[A block of data]
━━━━━━━━━━━━━━━━

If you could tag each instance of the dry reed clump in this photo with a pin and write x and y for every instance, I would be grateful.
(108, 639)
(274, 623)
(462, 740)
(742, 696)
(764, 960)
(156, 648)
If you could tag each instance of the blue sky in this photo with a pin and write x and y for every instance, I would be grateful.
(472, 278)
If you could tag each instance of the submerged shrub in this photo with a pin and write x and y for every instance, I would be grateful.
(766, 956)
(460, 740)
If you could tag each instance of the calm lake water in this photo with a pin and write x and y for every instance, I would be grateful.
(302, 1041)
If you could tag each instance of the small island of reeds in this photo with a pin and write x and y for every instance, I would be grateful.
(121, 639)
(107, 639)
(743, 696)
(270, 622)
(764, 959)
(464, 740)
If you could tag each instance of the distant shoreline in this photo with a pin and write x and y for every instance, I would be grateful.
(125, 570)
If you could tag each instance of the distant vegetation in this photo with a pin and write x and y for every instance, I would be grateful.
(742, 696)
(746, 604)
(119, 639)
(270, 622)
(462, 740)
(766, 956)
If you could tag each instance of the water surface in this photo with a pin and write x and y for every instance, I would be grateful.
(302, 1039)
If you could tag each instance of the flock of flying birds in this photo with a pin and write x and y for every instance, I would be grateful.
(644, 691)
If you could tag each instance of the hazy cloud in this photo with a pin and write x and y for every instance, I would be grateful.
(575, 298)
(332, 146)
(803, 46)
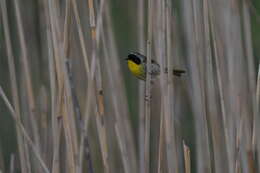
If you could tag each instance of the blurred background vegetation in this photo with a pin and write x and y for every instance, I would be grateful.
(212, 109)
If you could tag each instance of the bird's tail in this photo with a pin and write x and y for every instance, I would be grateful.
(178, 72)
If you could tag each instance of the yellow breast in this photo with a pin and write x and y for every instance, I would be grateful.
(136, 69)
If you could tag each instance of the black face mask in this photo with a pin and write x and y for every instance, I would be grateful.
(134, 58)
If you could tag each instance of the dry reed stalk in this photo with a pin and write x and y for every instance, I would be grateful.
(251, 69)
(141, 85)
(187, 160)
(27, 75)
(161, 143)
(96, 28)
(117, 92)
(119, 133)
(215, 121)
(23, 131)
(14, 87)
(192, 22)
(148, 88)
(170, 115)
(56, 125)
(12, 163)
(67, 108)
(217, 52)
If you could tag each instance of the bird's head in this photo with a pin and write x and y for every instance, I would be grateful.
(134, 57)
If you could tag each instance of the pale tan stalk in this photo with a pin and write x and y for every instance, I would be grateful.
(187, 161)
(23, 131)
(27, 75)
(148, 88)
(14, 87)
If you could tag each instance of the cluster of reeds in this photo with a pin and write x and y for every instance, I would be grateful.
(70, 99)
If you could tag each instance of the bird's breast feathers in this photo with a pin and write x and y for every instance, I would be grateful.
(136, 69)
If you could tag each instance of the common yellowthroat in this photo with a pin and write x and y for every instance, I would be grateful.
(137, 65)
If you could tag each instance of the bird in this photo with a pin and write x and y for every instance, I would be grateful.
(137, 65)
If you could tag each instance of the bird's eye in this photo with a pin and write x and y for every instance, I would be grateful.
(134, 58)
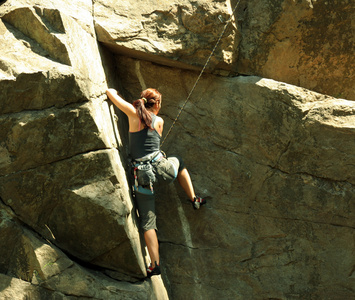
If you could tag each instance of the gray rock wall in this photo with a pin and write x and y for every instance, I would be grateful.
(276, 160)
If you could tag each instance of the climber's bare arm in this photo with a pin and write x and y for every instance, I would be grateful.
(122, 104)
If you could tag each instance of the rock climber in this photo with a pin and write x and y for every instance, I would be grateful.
(150, 165)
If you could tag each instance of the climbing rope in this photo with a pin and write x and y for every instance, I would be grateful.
(203, 69)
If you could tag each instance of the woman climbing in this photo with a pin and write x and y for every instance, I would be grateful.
(150, 165)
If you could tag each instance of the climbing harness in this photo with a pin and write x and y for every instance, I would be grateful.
(203, 69)
(143, 170)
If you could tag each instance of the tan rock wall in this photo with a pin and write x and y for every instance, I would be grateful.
(275, 160)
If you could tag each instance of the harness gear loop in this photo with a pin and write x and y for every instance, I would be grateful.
(203, 69)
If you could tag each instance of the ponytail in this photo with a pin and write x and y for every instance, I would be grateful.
(149, 98)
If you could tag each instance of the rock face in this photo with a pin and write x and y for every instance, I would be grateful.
(276, 160)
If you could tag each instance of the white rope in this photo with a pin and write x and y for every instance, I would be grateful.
(203, 69)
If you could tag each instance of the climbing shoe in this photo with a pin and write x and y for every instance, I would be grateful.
(198, 201)
(153, 270)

━━━━━━━━━━━━━━━━

=== JOB ===
Quote word for word everything from the line containing "If you could tag each instance of the climbing shoe" down to the last of the rows above.

=== TASK OUTPUT ===
If you could tag each instance of the climbing shoe in this photo with a pin and write x and y for every instance, I would be grateful.
(198, 201)
(153, 270)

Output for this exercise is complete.